## REQUIRED WORK
1. Reproduce the passage of the Lucene request processor page from "customPrefix = (String)" to "for retrieving objects.".
2. Write the continuation of the Lucene request processor page, starting after its last shown line.

Skip to content

Create And UseA Custom Request Processor With Lucene

Christopher Supnig edited this page Mar 13, 2013 · 1 revision

Introduction

The Apache Lucene indexer in this framework uses different instances of the RequestProcessor class to access all datasources that need to be indexed. It queries them with the configured rule periodically and expects them to return all the objects that should be contained in the index (for this datasource. e.g. matching the provided rule). When using differential indexing, it is important that the RequestProcessor always returns all objects (otherwise the missing objects would be removed from the index).

Creating the RequestProcessor

Extend the existing RequestProcessor class to create an abstraction for your own datasource.

Here we created a dummy RequestProcessor that returns dummy objects. These objects can also be loaded from a database or generated from a XML-File, ...

package com.gentics.cr;

import java.util.ArrayList;
import java.util.Collection;

import com.gentics.cr.exceptions.CRException;
/**
 * Dummy Request Processor is a simple Template 
 * for new RequestProcessor classes.
 * @author Christopher
 *
 */
public class DummyRequestProcessor extends RequestProcessor {
	/**
	 * Key to load from the configuration.
	 */
	private static final String PREFIX_KEY = "prefix";
	/**
	 * Custom prefix that will be added to all values.
	 */
	private String customPrefix = "";
	/**
	 * Constructor.
	 * @param config configuration passed by the system.
	 * @throws CRException exception thrown on error
	 */
	public DummyRequestProcessor(final CRConfig config) throws CRException {
		super(config);
		//SETUP THE REQUEST PROCESSOR AND LOAD THE CONFIGURATION
		//HERE YOU COULD LOAD DB-HANDLE INFORMATION OR PATHS TO FILES,...
		customPrefix = (String) config.get(PREFIX_KEY);
	}

	@Override
	public void finalize() {
		//CLOSE ALL DATABASE CONNECTIONS HERE
	}

	/**
	 * Method that gets called for retrieving objects.
	 * @param request request object, containig the url, count, size,...

## PROVIDED INFORMATION
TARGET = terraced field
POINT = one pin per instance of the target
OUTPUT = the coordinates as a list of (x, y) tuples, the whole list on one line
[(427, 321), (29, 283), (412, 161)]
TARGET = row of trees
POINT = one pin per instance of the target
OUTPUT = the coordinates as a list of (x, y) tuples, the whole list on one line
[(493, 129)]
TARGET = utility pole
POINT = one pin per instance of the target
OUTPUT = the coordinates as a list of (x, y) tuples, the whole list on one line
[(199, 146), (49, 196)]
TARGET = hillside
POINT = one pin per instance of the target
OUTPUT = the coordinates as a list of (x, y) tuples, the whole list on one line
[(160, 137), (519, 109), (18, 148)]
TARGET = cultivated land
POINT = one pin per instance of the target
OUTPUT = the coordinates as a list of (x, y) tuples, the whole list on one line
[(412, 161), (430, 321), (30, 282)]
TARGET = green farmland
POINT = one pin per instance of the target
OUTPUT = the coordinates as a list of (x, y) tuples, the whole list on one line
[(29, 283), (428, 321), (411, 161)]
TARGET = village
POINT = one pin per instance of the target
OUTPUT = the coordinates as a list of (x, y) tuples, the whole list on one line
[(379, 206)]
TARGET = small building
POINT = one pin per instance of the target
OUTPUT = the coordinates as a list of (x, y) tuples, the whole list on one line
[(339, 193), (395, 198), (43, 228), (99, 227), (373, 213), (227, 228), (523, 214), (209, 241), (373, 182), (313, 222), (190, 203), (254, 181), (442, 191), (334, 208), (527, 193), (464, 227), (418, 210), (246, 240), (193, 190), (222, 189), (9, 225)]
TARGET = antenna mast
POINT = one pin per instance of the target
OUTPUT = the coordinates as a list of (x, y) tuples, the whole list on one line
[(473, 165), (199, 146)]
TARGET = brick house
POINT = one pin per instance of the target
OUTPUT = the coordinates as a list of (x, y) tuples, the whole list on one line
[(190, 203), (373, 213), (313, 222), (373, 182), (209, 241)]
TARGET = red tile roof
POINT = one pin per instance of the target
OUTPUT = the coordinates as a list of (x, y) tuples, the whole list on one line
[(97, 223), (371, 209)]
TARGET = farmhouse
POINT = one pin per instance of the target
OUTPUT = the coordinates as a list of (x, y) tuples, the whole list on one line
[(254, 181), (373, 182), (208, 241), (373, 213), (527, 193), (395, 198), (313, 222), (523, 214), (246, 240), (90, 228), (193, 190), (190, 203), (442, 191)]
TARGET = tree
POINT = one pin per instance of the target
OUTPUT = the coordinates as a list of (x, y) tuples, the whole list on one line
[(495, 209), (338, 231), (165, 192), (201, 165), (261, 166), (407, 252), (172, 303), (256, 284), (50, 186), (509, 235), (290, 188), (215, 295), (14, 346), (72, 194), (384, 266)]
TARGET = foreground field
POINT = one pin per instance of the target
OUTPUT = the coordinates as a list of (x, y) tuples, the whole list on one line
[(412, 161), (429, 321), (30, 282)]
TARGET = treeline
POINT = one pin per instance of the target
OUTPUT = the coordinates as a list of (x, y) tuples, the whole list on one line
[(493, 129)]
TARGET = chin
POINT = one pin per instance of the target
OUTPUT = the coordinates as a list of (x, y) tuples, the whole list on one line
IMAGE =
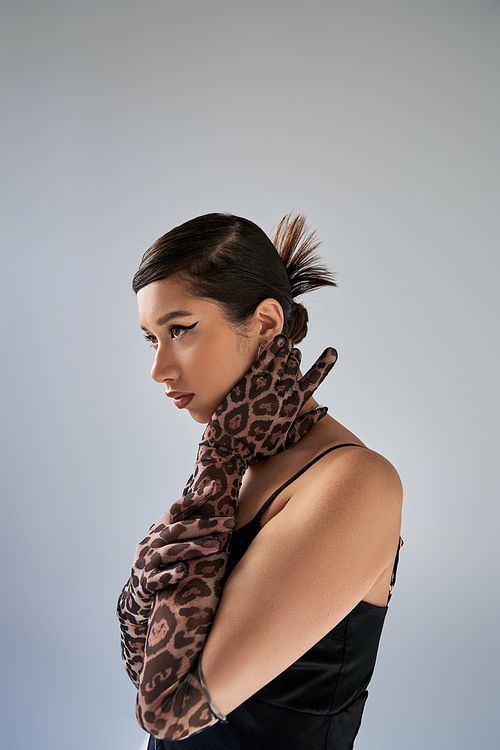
[(200, 418)]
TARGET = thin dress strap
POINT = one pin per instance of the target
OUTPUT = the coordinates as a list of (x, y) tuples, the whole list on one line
[(275, 494)]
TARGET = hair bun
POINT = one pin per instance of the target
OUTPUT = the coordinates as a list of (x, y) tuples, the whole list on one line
[(299, 318)]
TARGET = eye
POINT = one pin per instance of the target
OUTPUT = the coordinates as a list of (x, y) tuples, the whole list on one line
[(177, 331)]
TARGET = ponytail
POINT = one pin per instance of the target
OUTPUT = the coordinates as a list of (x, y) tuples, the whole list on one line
[(230, 260), (297, 245)]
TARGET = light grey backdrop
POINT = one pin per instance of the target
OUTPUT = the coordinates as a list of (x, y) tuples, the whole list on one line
[(380, 120)]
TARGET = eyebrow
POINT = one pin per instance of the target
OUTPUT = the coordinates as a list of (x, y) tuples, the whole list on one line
[(168, 316)]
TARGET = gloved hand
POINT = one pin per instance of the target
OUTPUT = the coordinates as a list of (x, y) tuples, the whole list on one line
[(258, 418)]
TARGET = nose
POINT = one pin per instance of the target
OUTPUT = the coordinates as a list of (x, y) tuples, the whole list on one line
[(164, 367)]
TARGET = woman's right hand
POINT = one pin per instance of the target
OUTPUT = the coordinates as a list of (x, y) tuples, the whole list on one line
[(258, 418)]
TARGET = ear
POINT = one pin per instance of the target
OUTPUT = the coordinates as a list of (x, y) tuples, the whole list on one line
[(269, 319)]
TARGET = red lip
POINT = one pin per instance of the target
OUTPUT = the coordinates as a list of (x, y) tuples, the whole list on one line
[(181, 400)]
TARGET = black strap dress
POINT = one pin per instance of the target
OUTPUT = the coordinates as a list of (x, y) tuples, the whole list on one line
[(315, 704)]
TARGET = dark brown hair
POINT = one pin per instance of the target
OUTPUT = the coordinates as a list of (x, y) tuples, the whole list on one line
[(232, 261)]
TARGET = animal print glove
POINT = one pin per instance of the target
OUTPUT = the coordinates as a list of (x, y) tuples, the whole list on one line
[(258, 418), (160, 561), (254, 421)]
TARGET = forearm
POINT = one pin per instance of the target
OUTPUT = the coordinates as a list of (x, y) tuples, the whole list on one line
[(171, 703)]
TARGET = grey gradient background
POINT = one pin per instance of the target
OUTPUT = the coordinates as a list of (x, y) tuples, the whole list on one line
[(380, 121)]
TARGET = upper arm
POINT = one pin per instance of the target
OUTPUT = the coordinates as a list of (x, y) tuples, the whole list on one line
[(303, 573)]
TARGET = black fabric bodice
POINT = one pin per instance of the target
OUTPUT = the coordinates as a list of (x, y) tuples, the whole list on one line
[(316, 703)]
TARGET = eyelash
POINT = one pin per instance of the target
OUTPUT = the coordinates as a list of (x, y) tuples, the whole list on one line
[(152, 339)]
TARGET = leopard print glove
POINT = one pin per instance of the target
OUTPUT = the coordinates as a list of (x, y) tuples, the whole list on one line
[(258, 418), (160, 562), (254, 421)]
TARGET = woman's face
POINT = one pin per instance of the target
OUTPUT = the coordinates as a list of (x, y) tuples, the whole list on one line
[(199, 355)]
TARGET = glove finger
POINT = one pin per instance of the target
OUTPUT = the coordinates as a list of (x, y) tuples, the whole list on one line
[(273, 353), (318, 372), (191, 500), (292, 366)]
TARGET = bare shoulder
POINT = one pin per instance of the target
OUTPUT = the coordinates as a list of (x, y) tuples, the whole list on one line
[(360, 468)]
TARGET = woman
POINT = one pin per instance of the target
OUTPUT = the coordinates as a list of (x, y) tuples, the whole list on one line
[(255, 605)]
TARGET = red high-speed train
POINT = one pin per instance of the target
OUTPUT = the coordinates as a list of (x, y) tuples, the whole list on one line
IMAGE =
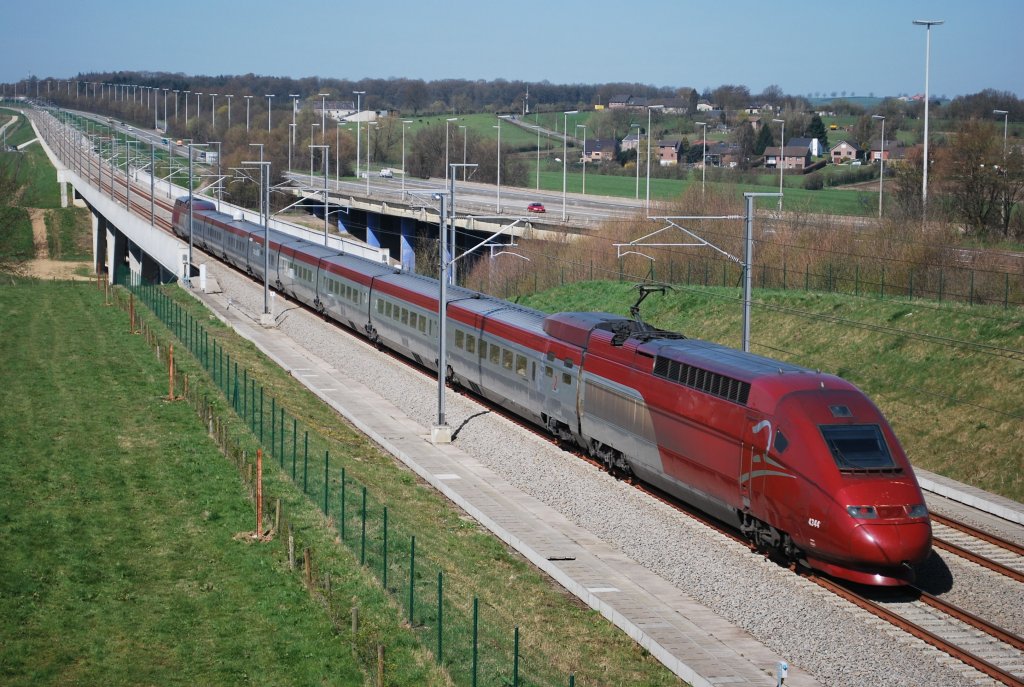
[(802, 462)]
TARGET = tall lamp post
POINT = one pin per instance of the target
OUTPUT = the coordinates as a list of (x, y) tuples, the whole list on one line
[(448, 124), (928, 24), (404, 122), (323, 117), (268, 106), (781, 161), (649, 108), (882, 160), (358, 111), (584, 158), (1006, 124), (565, 152), (704, 155), (639, 135), (498, 207), (294, 97)]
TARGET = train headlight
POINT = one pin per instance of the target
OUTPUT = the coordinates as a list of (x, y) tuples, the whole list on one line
[(916, 511), (862, 512)]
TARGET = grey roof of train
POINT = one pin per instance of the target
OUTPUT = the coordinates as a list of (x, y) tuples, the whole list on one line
[(723, 358)]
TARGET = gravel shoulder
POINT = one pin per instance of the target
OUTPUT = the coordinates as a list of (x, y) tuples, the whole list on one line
[(838, 643)]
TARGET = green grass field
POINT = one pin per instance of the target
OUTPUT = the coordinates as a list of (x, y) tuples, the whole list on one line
[(120, 517), (946, 376)]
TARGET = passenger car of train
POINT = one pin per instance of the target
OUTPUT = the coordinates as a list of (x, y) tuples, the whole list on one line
[(802, 462)]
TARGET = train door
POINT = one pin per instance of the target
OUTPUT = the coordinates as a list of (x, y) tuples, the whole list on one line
[(756, 441)]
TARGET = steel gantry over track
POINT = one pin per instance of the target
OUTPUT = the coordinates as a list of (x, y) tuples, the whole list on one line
[(745, 262)]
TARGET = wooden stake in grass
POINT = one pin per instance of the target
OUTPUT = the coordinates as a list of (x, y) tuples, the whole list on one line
[(170, 368), (259, 494)]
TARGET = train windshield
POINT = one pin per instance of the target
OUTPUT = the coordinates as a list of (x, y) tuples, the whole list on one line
[(858, 446)]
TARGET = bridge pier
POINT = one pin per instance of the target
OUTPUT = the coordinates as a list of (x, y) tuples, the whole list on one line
[(408, 250), (373, 229)]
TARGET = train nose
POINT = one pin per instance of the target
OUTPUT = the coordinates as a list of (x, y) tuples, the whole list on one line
[(891, 545)]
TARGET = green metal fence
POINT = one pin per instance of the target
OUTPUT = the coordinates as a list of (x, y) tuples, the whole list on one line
[(469, 642)]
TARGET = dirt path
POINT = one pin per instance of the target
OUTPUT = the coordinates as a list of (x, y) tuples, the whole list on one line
[(44, 268)]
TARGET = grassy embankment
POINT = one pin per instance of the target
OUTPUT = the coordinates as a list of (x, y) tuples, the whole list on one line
[(946, 376), (120, 521)]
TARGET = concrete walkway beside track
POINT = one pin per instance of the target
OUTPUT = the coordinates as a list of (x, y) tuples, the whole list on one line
[(693, 642)]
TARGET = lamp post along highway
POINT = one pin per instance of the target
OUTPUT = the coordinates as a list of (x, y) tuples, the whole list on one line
[(928, 24), (649, 136), (781, 161), (565, 154), (882, 160), (704, 155), (1006, 125), (358, 110)]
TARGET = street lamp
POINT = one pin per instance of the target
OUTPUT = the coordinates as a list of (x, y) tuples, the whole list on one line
[(1006, 123), (649, 108), (294, 97), (448, 124), (639, 135), (538, 157), (312, 126), (882, 160), (565, 152), (584, 127), (323, 117), (928, 24), (704, 155), (368, 154), (465, 135), (403, 123), (358, 111), (781, 161)]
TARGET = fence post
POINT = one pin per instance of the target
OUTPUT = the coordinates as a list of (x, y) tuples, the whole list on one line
[(384, 567), (327, 479), (515, 658), (440, 613), (476, 615), (412, 578), (341, 519), (363, 537), (305, 466)]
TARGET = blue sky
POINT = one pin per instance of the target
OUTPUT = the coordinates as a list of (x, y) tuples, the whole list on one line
[(860, 47)]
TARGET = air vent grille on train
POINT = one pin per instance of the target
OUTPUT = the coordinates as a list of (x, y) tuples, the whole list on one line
[(702, 380)]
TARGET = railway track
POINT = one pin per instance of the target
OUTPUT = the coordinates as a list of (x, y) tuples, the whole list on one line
[(979, 547)]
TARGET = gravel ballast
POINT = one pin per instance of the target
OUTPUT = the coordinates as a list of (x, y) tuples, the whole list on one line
[(833, 640)]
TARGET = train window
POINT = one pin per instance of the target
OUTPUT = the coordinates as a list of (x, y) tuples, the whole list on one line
[(780, 442), (857, 446)]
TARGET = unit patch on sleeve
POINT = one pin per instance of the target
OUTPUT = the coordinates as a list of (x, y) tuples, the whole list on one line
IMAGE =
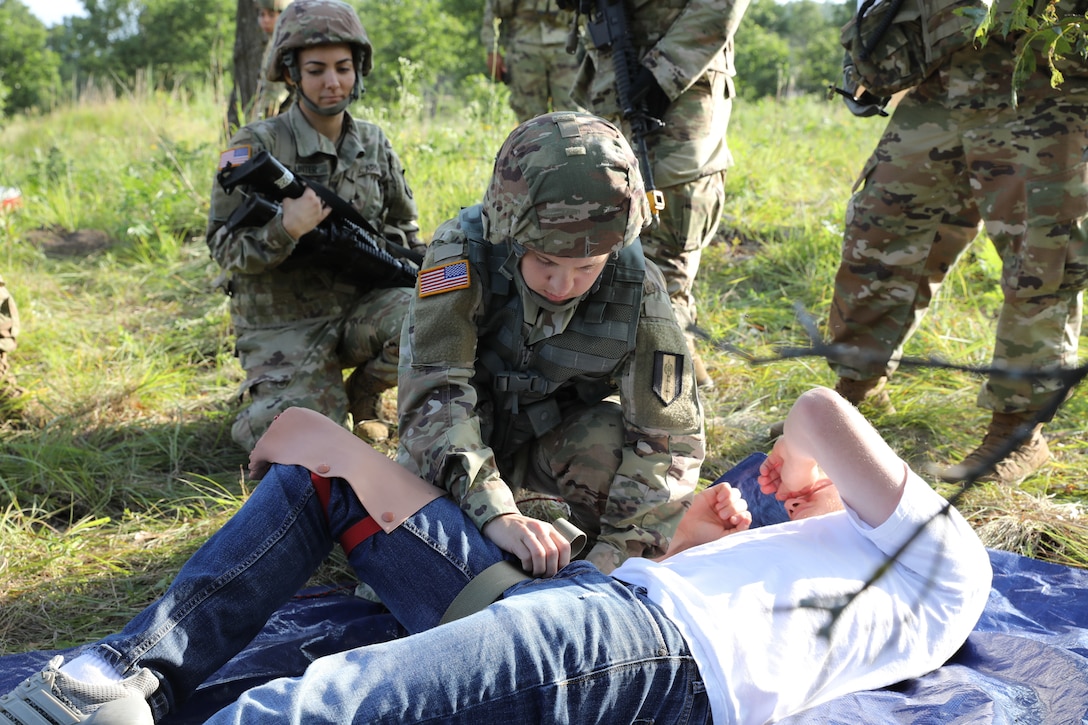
[(234, 156), (668, 376), (444, 278)]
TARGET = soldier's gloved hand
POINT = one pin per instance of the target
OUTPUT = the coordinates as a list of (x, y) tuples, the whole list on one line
[(645, 88)]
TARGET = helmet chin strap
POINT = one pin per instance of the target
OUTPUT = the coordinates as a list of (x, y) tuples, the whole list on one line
[(296, 76)]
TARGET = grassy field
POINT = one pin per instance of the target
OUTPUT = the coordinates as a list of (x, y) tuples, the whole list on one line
[(123, 464)]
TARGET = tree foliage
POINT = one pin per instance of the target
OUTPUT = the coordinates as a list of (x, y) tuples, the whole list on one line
[(28, 70)]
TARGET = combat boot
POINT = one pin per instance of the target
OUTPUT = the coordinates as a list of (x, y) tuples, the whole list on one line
[(1022, 462), (365, 404), (869, 393)]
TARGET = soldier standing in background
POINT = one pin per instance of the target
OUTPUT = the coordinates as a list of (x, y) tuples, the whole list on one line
[(541, 360), (272, 97), (685, 78), (960, 155), (9, 331), (299, 326), (529, 53)]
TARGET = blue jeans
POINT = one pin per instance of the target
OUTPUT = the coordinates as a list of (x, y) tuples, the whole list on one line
[(554, 650)]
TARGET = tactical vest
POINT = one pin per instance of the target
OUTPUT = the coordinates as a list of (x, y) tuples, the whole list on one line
[(532, 386)]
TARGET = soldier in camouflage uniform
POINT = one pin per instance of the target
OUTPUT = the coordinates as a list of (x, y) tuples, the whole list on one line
[(9, 332), (271, 96), (529, 53), (685, 52), (959, 156), (300, 324), (541, 354)]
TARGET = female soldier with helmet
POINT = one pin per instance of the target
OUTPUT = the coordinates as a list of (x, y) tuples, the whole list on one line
[(299, 326)]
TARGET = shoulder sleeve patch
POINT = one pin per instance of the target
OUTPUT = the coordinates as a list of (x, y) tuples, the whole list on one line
[(444, 278), (668, 376), (233, 156)]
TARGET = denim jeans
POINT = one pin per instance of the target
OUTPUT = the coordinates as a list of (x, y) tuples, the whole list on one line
[(578, 648)]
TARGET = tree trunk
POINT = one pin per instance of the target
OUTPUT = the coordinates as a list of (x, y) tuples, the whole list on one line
[(248, 49)]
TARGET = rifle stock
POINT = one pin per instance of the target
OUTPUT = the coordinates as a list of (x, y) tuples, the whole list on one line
[(609, 31), (345, 241)]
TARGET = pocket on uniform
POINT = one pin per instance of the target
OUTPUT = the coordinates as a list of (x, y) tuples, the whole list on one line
[(1053, 254)]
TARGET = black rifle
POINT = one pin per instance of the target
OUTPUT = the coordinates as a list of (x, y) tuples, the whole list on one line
[(606, 21), (345, 241)]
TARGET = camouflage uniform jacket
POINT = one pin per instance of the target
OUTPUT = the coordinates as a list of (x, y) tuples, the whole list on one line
[(445, 409), (679, 40), (530, 22), (361, 168)]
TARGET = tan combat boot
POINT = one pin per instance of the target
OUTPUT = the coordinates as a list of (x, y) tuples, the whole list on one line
[(1021, 463), (365, 404), (868, 395)]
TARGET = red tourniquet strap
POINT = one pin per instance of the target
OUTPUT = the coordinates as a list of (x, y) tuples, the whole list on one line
[(359, 531)]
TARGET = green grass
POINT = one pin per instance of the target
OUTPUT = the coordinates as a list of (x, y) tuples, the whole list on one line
[(124, 463)]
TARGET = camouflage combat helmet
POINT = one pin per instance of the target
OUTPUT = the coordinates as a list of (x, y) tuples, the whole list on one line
[(274, 5), (566, 184), (313, 23)]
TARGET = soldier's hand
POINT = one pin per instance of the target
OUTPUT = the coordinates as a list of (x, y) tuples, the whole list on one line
[(543, 551), (303, 214)]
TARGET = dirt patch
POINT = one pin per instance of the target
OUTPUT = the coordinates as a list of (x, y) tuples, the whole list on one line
[(58, 242)]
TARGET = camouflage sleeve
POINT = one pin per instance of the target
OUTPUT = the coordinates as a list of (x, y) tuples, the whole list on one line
[(247, 249), (665, 442), (400, 210), (441, 439), (695, 39)]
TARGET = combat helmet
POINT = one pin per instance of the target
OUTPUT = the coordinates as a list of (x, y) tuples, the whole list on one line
[(274, 5), (566, 184), (312, 23)]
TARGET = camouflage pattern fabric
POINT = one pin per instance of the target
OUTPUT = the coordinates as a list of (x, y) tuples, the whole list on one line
[(298, 327), (956, 157), (532, 37), (629, 467), (529, 197), (9, 333), (689, 47), (271, 95)]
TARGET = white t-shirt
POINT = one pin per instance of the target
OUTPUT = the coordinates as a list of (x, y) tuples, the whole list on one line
[(744, 605)]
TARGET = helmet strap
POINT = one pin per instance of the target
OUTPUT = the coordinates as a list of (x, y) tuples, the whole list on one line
[(291, 62)]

## ANSWERS FOR THIS EXERCISE
1.
customPrefix = (String) config.get(PREFIX_KEY);
	}

	@Override
	public void finalize() {
		//CLOSE ALL DATABASE CONNECTIONS HERE
	}

	/**
	 * Method that gets called for retrieving objects.

2.
	 * @param doNavigation can be ignored.
	 * @throws CRException exception that gets thrown on error.
	 * @return complete list of objects requested.
	 */
	public final Collection<CRResolvableBean> getObjects(
			final CRRequest request,
			final boolean doNavigation) throws CRException {
		Collection<CRResolvableBean> response 
				= new ArrayList<CRResolvableBean>();
		//The Request filter could be a SQL statement, a XPATH Query
		//or anything the like.
		String requestFilter = request.getRequestFilter();
		//DO FANCY STUFF TO RETRIEVE AND/OR CREATE OBJECTS
		for (int i = 0; i < 10; i++) {
			CRResolvableBean bean = new CRResolvableBean();
			String[] requestedAttributes = request.getAttributeArray();
			
			for (String attribute : requestedAttributes) {
				bean.set(attribute, customPrefix + "VALUE" + i + "_FOR_"
						+ attribute);
			}
			//CHECK IF BEAN MATCHES THE CONFIGURED RULE
			// IN THIS CASE IT ALWAYS DOES IF THE FILTER IS NOT NULL
			if (requestFilter != null) {
				response.add(bean);
			}
		}
		
		return response;
	}

}

The Request Object

The Request Object passed to the method getObjects contains all request specific information that can be used to fetch the queried objects.

Important parameters:

  • FilterRule (getFilterRule): This can be a SQL statement, Content Repository Rule or anything like that. All returned objects have to match that rule.
  • AttributeArray (getAttributeArray): This array contains the attributes that should be contained in the result (if they exist).
  • Start (getStart): This is a number and states the number of the object, the result should be start with e.g. (in MySQL) LIMIT 10 , 10
  • Count (getCount): This is a number and state the number of objects the result should be limited to e.g. (in MySQL) LIMIT 10, 10

Configuration

The new RequestPrcessor can then be configured in the according indexer.properties file as a new CR.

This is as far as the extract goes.